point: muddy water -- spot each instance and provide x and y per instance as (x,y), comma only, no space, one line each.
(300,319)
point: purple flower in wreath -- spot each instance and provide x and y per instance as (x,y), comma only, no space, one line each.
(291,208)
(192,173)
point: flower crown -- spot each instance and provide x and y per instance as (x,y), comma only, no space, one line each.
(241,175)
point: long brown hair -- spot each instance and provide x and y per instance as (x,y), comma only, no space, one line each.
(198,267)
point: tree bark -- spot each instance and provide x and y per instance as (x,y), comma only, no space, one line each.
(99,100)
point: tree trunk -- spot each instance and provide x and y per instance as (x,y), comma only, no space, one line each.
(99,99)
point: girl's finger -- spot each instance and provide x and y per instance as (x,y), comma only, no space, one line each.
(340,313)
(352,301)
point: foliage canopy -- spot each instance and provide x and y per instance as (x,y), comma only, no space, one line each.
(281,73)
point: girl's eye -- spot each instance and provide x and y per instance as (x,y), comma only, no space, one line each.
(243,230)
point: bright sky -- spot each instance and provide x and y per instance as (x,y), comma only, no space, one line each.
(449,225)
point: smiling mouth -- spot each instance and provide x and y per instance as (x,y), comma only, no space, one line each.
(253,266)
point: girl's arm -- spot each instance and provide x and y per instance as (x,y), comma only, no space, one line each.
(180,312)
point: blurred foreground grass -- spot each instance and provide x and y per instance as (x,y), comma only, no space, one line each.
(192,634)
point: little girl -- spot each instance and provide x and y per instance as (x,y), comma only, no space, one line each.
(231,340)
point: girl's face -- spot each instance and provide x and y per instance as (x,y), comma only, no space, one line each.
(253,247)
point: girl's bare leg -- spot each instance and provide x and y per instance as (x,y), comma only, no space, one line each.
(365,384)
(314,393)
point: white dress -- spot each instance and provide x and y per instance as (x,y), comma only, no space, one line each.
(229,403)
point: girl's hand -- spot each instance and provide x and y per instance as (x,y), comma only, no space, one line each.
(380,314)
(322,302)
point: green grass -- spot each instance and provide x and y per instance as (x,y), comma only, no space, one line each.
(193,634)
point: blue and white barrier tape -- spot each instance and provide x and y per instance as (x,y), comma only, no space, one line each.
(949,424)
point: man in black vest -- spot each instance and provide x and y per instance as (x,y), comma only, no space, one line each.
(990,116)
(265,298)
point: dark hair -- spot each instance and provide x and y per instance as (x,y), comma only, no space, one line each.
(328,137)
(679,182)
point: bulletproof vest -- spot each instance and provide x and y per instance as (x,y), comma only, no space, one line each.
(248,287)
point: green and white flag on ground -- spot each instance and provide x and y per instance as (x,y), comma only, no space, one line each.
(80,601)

**Assignment:**
Your task is to extract all of the records exactly.

**Solution to the problem:**
point: muddy water -- spot each instance and provide x and y per instance as (x,y), comma only, no space, one line each.
(300,319)
point: purple flower in wreath -- spot each instance and provide x and y per instance as (x,y), comma only, no space, one line each.
(291,208)
(192,173)
point: flower crown -- spot each instance and provide x and y per instance as (x,y), comma only, no space, one line each.
(241,175)
point: long brown hair -- spot each instance and provide x and y per instance as (x,y), comma only, no space, one line each.
(198,267)
point: tree bark -- spot each instance and provide x and y per instance as (x,y), comma only, no space, one line each.
(99,100)
point: tree trunk -- spot each instance and provide x and y per instance as (x,y), comma only, no space, one line each.
(99,99)
point: girl's finger -- spot each instance and provide x and y per instance as (x,y), comma only, no space, one line each.
(340,313)
(352,301)
point: foliage canopy -- spot each instance and provide x and y per instance as (x,y), comma only, no space, one line each.
(281,73)
point: girl's eye -- spot each instance and provide x and y per instance as (x,y), comma only, no space, one line each.
(243,230)
point: bright sky -- spot each instance and provide x and y per instance as (x,y), comma only, no space, one line each.
(449,225)
point: smiling mouth -- spot each instance and provide x and y per instance as (x,y), comma only, no space, one line each.
(253,266)
point: girl's arm -- spot each instance and provide x and y per instance as (x,y), comma only, no space, one line each.
(180,312)
point: blurred foreground grass -- spot each instance and provide x and y per instance as (x,y), comma only, no space, one line each.
(192,634)
point: little girl -- spot each instance and provide x and y per instance as (x,y), comma only, no space, one line each.
(231,340)
point: girl's face -- spot each instance and provide x and y per instance as (x,y), comma only, no space, one line each.
(253,247)
point: girl's bare leg -- spot each instance and provide x and y per instance as (x,y), comma only, no space, one line each.
(365,384)
(314,393)
point: white dress -- spot each instance and provide x and y per instance as (x,y), comma only, no space, one line each.
(229,403)
point: girl's hand -- spot each instance and provide x and y per instance as (x,y), comma only, no space, one line each.
(380,314)
(322,302)
point: green grass -- spot each instance and provide x and y per instance as (x,y), comma only, no space, one line each.
(193,634)
point: blue and white barrier tape -- spot each instance and provide x and y per instance as (x,y), comma only, no space, one line each.
(949,424)
point: man in black vest -- spot each instance and provide x and y per instance as (x,y), comma only, no space, one line each.
(990,116)
(265,298)
point: dark hair -- spot each instance and provide x and y per instance as (x,y), comma only, no space, one line each.
(328,137)
(679,182)
point: bulletproof vest -- spot each instance and provide x and y per instance as (x,y), comma only, no space, one line each.
(248,287)
point: green and white flag on ground -- spot each instance and provide x and y per instance as (x,y), comma only, no space, one line each.
(80,601)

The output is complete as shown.